This article will explain the Working Holiday Visa, eligible countries, requirements and tips to prepare necessary documents, and more insight about what to do and where to stay as a Working Holiday Visa holder.
What is a Working Holiday Visa?
Working holiday programs enable youths from other countries to stay in Japan to learn about the cultures and society while also being able to work if they need to fund their stay. Only the citizens of countries that have agreements with Japan can get this visa.
Working holiday visa holders can generally stay in Japan for up to a year. Some embassies give an a-year period of stay on one visa, but some give 6 months per visa and extendable to 1 year. Australian citizens, for instance, can only get 6 months per visa. However, they have the privilege to extend it twice, so in total, they can stay in Japan for a year and a half.
If you want to study the Japanese language or work full-time in Japan, this is not the proper visa for you. The primary purpose of a working holiday visa is to let people extend their vacation. Employment is not obligatory, especially if you have enough funds to last a year there.
Every country has different rules for WHV because it’s based on a bilateral arrangement with Japan. Some embassies allow you to apply all year, while others have a specific period. The selection process can be competitive or not, depending on how much quota the Japanese government agreed for each country.
Australia was the first to have a Working Holiday visa partnership with Japan in 1980. The partnerships grew even more lately when Japan eagerly added 1 to 3 new countries every year from 2015 to 2020. As of 2020, Japan has 26 partner countries/regions.
How to get a Japanese Working Holiday Visa?
Getting WHV is not complicated. You just have to send your application to the Japanese Embassy or Consulates-General. However, you should currently reside in your country of nationality when applying.

Location identification data

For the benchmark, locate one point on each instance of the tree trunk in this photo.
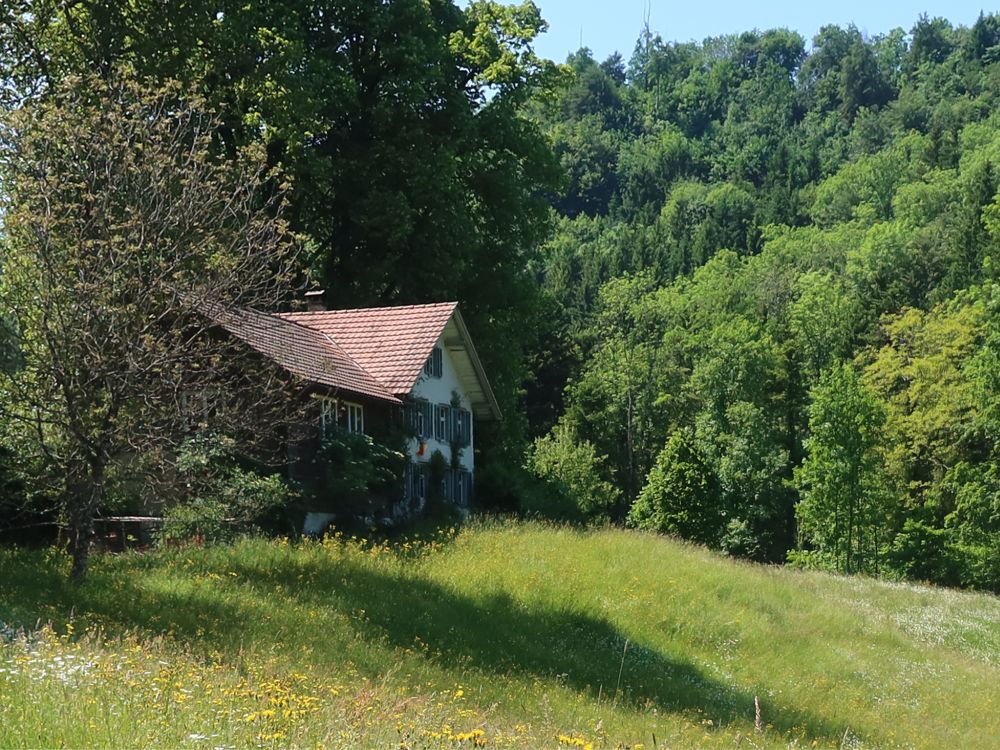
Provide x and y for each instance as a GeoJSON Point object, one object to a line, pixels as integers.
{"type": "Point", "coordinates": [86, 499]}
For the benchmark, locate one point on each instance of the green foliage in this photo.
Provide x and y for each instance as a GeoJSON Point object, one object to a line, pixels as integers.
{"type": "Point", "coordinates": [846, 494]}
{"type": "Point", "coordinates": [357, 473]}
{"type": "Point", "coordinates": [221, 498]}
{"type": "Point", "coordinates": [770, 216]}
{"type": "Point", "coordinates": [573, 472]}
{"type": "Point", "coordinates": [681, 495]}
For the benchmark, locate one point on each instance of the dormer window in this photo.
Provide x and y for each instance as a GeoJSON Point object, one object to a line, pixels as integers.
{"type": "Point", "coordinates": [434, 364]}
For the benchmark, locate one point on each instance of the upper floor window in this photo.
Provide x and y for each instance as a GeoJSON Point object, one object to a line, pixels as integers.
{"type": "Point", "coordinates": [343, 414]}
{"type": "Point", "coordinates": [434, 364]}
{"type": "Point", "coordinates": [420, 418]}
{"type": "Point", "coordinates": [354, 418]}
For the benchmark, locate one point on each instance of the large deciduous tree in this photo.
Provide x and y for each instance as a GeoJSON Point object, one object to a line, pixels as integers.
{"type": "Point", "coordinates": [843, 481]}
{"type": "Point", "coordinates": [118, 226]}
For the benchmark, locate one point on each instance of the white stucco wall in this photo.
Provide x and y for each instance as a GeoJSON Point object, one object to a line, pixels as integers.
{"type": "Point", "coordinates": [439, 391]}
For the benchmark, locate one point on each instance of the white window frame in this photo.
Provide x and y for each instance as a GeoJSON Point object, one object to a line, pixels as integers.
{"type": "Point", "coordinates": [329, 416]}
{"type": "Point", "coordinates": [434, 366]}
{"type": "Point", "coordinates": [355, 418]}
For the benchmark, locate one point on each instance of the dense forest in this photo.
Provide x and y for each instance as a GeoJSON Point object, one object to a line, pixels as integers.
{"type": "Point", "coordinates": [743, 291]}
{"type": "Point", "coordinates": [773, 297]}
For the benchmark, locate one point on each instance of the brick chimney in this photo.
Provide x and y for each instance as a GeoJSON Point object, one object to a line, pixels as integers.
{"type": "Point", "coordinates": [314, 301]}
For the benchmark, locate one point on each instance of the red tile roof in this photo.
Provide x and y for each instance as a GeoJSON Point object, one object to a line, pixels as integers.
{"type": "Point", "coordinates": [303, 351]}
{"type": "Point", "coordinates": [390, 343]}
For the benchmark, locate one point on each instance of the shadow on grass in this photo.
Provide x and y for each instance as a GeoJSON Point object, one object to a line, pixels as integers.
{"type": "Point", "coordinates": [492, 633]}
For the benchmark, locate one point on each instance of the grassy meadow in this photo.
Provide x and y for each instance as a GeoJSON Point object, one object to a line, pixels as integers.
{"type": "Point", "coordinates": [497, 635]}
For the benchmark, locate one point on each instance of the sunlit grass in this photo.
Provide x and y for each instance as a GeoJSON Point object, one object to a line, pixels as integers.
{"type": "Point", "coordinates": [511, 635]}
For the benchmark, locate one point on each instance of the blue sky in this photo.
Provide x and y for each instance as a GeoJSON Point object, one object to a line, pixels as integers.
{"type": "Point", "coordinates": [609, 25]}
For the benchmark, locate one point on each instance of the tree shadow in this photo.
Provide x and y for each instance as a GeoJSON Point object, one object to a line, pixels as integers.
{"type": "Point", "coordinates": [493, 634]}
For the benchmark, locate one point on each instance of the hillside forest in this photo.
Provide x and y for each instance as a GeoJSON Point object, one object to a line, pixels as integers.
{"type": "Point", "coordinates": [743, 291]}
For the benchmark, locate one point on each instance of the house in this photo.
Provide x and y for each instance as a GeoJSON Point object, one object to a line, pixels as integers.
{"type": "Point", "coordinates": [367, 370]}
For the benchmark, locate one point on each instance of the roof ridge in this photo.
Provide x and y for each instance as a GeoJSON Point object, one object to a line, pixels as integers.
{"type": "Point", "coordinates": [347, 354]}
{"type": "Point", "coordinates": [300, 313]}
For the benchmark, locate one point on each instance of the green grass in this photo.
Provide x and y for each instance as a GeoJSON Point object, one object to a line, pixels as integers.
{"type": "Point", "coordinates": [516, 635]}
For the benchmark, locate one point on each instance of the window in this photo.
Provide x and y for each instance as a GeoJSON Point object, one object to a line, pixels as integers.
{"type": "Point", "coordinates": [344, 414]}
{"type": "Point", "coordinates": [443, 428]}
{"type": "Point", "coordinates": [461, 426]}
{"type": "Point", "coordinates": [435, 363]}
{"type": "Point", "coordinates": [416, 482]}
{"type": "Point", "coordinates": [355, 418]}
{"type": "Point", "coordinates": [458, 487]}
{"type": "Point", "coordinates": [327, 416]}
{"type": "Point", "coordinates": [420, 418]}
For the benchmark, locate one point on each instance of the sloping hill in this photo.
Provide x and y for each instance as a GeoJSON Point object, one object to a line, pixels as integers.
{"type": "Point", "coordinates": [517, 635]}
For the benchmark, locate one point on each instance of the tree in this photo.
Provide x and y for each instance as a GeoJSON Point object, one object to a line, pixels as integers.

*Exercise requirements*:
A. Answer these questions about the Working Holiday Visa article:
(i) Which country first set up a Working Holiday visa partnership with Japan, and in what year?
(ii) How many partner countries/regions did Japan have as of 2020?
(iii) In total, how long can Australian citizens stay in Japan on this visa?
B. List every year that the Working Holiday Visa article mentions.
C. Extend the Working Holiday Visa article with a few sentences that pick up after its final sentence about residing in your country of nationality.

*Replies*:
A.
(i) Australia, in 1980
(ii) 26
(iii) A year and a half

B.
1980
2015
2020

C.
Here are the requirements and the documents you need (with explanation and tips):
The program is intended for youths aged 18-30 during application. If you’re 30 years old, you can still apply until the day you turn 31. This is the general rule, but some countries have different regulations.
The limit for Iceland applicants is 26 years old. Applicants from Australia, Canada, and the Republic of Korea should be between 18 and 25 years old. However, under some circumstances, the Japanese government can extend the limit to 30 years old for these 3 nationalities.
Fund and flight ticket
WHV holders are allowed to work in Japan, but they should have sufficient funds for round-trip flight tickets and support their initial period of stay when applying. The Japanese government has to ensure you can afford life in Japan, and if something terrible happens, they can deport you immediately.
You should attach a bank statement and flight ticket to your application to prove it. You don’t have to buy a round-trip ticket at this stage. However, if you only booked a flight to Japan, you must show a larger amount in your bank account to prove that you can buy the return ticket.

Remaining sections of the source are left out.